▶ Task list
a) Answer these from the Windows tray extract, one per line:
(i) Which file do the operator and node device tokens share?
(ii) How many scenarios does scripts/validate-wsl-gateway.ps1 provide?
(iii) Which variable is the local setup-state/WSL-install root?
b) Go on writing the Windows tray extract, picking up after its last sentence.

▶ Extract
▼
Identity-path invariant: operator and node device tokens share %APPDATA%\OpenClawTray\device-key-ed25519.json (OPENCLAW_TRAY_APPDATA_DIR override honored), with role distinction inside the file. The prototype-era split between %APPDATA% (operator) and %LOCALAPPDATA% (node) was closed in Phase 4.

The Windows tray node parallels the macOS app's in-app node model (MacNodeModeCoordinator with role node, separate session, capabilities declared). No WSL-internal worker is paired by the Windows tray in this PR.

Validation

scripts/validate-wsl-gateway.ps1 provides four scenarios. Each writes a JSON+markdown summary under artifacts/validate-wsl-gateway/<run-id>/.

Validation AppData isolation uses this canonical contract:

  • OPENCLAW_TRAY_DATA_DIR is the settings/logs/run-marker root consumed by SettingsManager, App.DataPath, Logger, and token path resolution.
  • OPENCLAW_TRAY_APPDATA_DIR is the roaming identity-store root consumed by DeviceIdentity/pairing paths. Validation sets it alongside OPENCLAW_TRAY_DATA_DIR for backward compatibility and identity isolation.
  • OPENCLAW_TRAY_LOCALAPPDATA_DIR is the local setup-state/WSL-install root.
▲
▶ Dataset entries
▼
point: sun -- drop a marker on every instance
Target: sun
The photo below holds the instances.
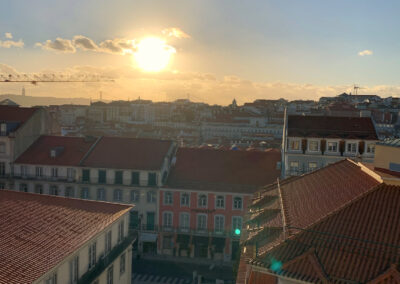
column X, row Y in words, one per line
column 153, row 54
▲
▶ Results of the exercise
a)
(i) %APPDATA%\OpenClawTray\device-key-ed25519.json
(ii) Four
(iii) OPENCLAW_TRAY_LOCALAPPDATA_DIR

b)
Scenario What it does When to use Destructive
PreflightOnly Repo-layout sanity, WSL host status (wsl --status, wsl --list --verbose), relay-prototype probe (NotAvailable when no probe URI). No build, no install, no WSL state mutation. Cheap CI / local sanity check. Safe on dev box. No
UpstreamInstall Build + tests, then drives the tray onboarding so the product itself runs the canonical wsl --install Ubuntu-24.04 --name OpenClawGateway --location <path> --no-launch --version 2 path. Smoke + bootstrap-token + operator+node pairing proofs over loopback. Reuses an existing OpenClawGateway instance if present. Lab / dedicated machine. End-to-end product path. Reuses existing distro state
FreshMachine UpstreamInstall after a fresh-machine reset: wsl --unregister OpenClawGateway + AppData wipe (single shot). Lab. Fresh install proof. Yes, scoped to OpenClawGateway
Recreate Iterated FreshMachine. Supports -Iterations. Uses wsl --unregister only — never wsl --shutdown. Lab / repeatability harness. Yes, scoped to OpenClawGateway

Scenarios deliberately removed from the prototype: BuildRootfs, InstallOnly, Smoke, Full, Loop. Parameters deliberately removed: -BuildDevRootfs, -BaseRootfsPath, -GatewayPackagePath, -UseExistingManifest, -RootfsPath, -AllowUnsignedDevArtifact, -SigningKeyId, -PublicKeyPath, -AllowNonStandardDistroNameForDestructiveClean, -NetworkingMode, -LoopMode, -RequireWorkerPairing, -CleanOpenClawState, -GoSkillProofCommand, -RequireGoSkillProof.

The validation script:

  • Drives onboarding via the SetupWarningPage "Set up locally" button (OnboardingSetupLocal automation ID); LocalSetupProgressPage autostarts the engine on appearance.
  • Polls setup-state.json for Complete (terminal status). Worker / rootfs phases are gone; terminal status is Complete only.
  • Snapshots loopback diagnostics on failure (Windows-side :18789 listener state; loopback /health probe). Does not run any networking probes inside WSL.
  • Redacts sensitive output: Redact-SensitiveGatewayOutput over openclaw qr --json stdout, Save-RedactedSettings strips Token, GatewayToken, BootstrapToken, bootstrap_token, NodeToken, nodeToken; relay probe body strips token=....

Scope guarantees from the validation script:

  • Only OpenClawGateway is ever the target of wsl --unregister.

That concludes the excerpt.